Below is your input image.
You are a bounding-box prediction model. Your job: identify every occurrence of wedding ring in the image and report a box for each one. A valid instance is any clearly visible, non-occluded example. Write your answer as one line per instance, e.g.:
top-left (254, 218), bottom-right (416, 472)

---

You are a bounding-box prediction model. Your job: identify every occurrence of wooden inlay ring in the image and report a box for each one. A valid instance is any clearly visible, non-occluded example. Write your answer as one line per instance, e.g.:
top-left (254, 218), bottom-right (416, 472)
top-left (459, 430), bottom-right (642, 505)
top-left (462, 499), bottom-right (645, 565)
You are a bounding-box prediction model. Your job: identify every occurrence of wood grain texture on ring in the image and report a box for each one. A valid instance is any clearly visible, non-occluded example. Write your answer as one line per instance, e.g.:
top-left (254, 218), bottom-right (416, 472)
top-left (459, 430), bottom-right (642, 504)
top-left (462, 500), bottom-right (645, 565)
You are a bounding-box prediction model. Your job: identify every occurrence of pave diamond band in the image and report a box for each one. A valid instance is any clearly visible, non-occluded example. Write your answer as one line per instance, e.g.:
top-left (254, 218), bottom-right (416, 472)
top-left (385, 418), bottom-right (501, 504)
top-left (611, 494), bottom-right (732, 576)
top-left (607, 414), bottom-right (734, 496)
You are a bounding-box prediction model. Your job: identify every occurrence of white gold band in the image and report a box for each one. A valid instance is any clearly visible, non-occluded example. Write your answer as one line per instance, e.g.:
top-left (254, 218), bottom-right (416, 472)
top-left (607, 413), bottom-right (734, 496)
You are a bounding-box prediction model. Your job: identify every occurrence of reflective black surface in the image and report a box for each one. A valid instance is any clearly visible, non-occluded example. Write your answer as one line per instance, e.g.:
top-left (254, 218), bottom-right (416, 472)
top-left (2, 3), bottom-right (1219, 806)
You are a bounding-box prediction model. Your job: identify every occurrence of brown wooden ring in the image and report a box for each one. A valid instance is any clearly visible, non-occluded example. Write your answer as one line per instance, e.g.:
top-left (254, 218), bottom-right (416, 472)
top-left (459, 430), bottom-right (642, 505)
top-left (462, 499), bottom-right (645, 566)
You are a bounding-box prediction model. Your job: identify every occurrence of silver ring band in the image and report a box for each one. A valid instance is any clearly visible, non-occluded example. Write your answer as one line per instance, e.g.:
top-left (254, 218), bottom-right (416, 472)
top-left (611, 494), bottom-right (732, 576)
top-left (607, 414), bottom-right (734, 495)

Assignment: For each line above that contains the word "ring", make a copy.

Answer below:
You are a bounding-box prediction model. Your job: identify every occurrence of wedding ring in the image and report a box for each one. A valid instance is any clearly visible, non-occluded example. Write your answer as one line per instance, e.g.:
You are a bounding-box prediction model. Your job: identify every occurrence of wooden inlay ring in the image and report a box for each one. A valid instance is any clearly visible, non-occluded example. Write your answer as one line per instance, e.g.:
You are a bounding-box prediction model. Your job: identify every occurrence of wood grain texture on ring in the image and report a box for each one. A valid instance is any clearly visible, non-occluded example. Write your answer as one line per instance, e.g.:
You are a bounding-box prediction model. Your job: identify every occurrence of brown wooden ring in the image and report a box for each one. A valid instance is any clearly visible, non-occluded example. Write your answer as one line per instance, e.g.:
You are a bounding-box prediction model. Your job: identify every occurrence of silver ring band in the image and report a box for each one. A valid instance is any clearly visible, non-occluded example. Write your answer as one line per instance, e.g.:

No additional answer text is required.